Please return each of the entries exactly, minus their pictures.

□ □ □

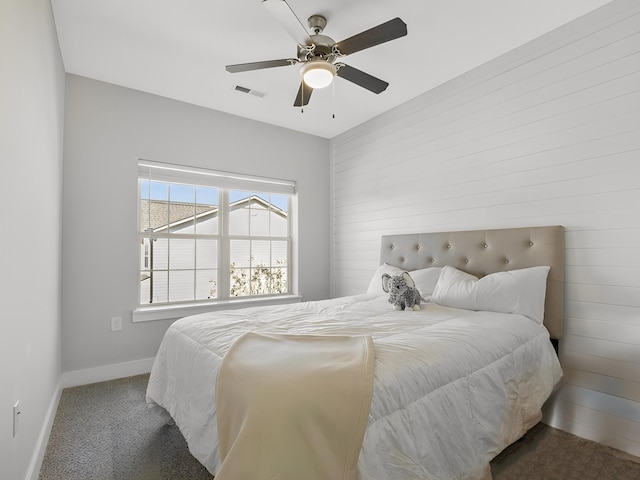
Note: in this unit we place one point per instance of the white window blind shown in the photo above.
(171, 173)
(207, 236)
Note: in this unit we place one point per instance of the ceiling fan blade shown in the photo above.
(281, 11)
(245, 67)
(361, 78)
(384, 32)
(304, 93)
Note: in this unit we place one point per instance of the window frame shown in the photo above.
(225, 182)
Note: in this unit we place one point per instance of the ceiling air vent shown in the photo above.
(250, 91)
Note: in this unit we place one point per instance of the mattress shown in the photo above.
(452, 387)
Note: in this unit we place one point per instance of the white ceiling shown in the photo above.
(179, 48)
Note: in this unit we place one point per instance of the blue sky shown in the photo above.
(202, 195)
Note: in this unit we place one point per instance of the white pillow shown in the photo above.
(515, 291)
(425, 280)
(375, 285)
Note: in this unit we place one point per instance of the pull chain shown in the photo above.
(333, 99)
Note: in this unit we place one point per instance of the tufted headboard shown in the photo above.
(481, 252)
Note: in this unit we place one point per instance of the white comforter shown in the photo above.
(452, 387)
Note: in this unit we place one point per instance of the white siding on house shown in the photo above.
(107, 129)
(546, 134)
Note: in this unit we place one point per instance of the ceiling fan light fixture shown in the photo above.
(318, 73)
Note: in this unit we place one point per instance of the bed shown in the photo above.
(453, 383)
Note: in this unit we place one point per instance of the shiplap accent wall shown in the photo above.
(546, 134)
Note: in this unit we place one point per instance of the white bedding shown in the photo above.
(452, 387)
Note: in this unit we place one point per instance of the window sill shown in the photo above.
(169, 312)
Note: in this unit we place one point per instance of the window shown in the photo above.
(206, 236)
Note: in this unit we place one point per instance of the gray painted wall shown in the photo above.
(31, 131)
(107, 128)
(546, 134)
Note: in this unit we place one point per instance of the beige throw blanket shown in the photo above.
(293, 407)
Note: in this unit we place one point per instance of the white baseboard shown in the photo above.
(106, 372)
(43, 439)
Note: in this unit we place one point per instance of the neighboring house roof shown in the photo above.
(155, 215)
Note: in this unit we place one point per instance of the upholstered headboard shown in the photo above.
(481, 252)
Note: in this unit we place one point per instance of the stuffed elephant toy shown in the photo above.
(402, 291)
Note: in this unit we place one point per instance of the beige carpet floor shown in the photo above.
(104, 431)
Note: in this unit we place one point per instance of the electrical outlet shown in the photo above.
(116, 324)
(16, 417)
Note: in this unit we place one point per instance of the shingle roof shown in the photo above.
(156, 214)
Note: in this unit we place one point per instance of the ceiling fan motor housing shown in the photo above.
(317, 23)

□ □ □

(Written response)
Note: in this unit we place one point per instance of the white window blind shown in the photo above.
(171, 173)
(207, 236)
Note: in this unit we place one point per instance of the ceiling fan blade shown in the photo above.
(281, 11)
(245, 67)
(361, 78)
(384, 32)
(304, 93)
Note: in this unit we place one point per instance of the window frame shown in the photo above.
(225, 182)
Note: in this unit we place one point per instance of the ceiling air vent shown in the photo above.
(250, 91)
Note: in this unit we place one point per instance of the mattress shown in the photo above.
(452, 387)
Note: in this unit we place one point per instance of the white ceiling shown in the photo above.
(179, 48)
Note: in this unit we place one point per instance of the blue sky shown in the photo above.
(202, 195)
Note: in this unit we place one point per instance of the white pillow shown in the photo above.
(515, 291)
(425, 280)
(375, 285)
Note: in this unit we place one point per instance of the pull chain shown in the photo above.
(333, 99)
Note: in this unit we place one point per instance of the tufted headboard shown in the photo above.
(481, 252)
Note: in this unit we place one point per instance of the white comforter shown in the photo above.
(452, 387)
Note: in this unit we place one point per instance of the white siding on house shown in the photo above.
(107, 129)
(546, 134)
Note: in this unit we place one point per instance of the ceiling fan light fixture shown in the photo above.
(318, 73)
Note: in this unit we place one point per instance of the bed shown in the photo above.
(453, 383)
Note: in this unit we place one point per instance of the shiplap accent wall shown in the photo above.
(546, 134)
Note: in this unit we place one point per instance of the white bedding shown in the photo above.
(452, 387)
Note: in this unit we place one point per instance of the window sill shown in the photo above.
(169, 312)
Note: in this unit we place one point per instance of the window shown in the photo above.
(206, 236)
Note: in this unit we place one point per instance of the gray painted wall shown in the photo above.
(31, 131)
(107, 128)
(546, 134)
Note: in this unit we place one point per instance of the beige throw blanket shown in the photo above.
(293, 407)
Note: in this unit we place one point per instance of the white baseboard shown in the photo above.
(106, 372)
(43, 439)
Note: in this unit we place one point per instance of the neighboring house roof shown in the photo above.
(155, 215)
Note: in this unit we place one point per instance of the upholstered headboard shown in the photo above.
(481, 252)
Note: in this unit we place one point per instance of the stuffed elephant toy shown in the photo above.
(402, 291)
Note: in this unit we place one point per instance of the beige carpet floor shown in the photo above.
(104, 431)
Note: in this unit we place one point per instance of the electrical outlet shown in the photo above.
(116, 324)
(16, 417)
Note: in this unit we place one point per instance of the shingle roof shown in the photo above.
(156, 214)
Note: in this unit we place one point per instance of the ceiling fan motor housing shown in the photo above.
(317, 23)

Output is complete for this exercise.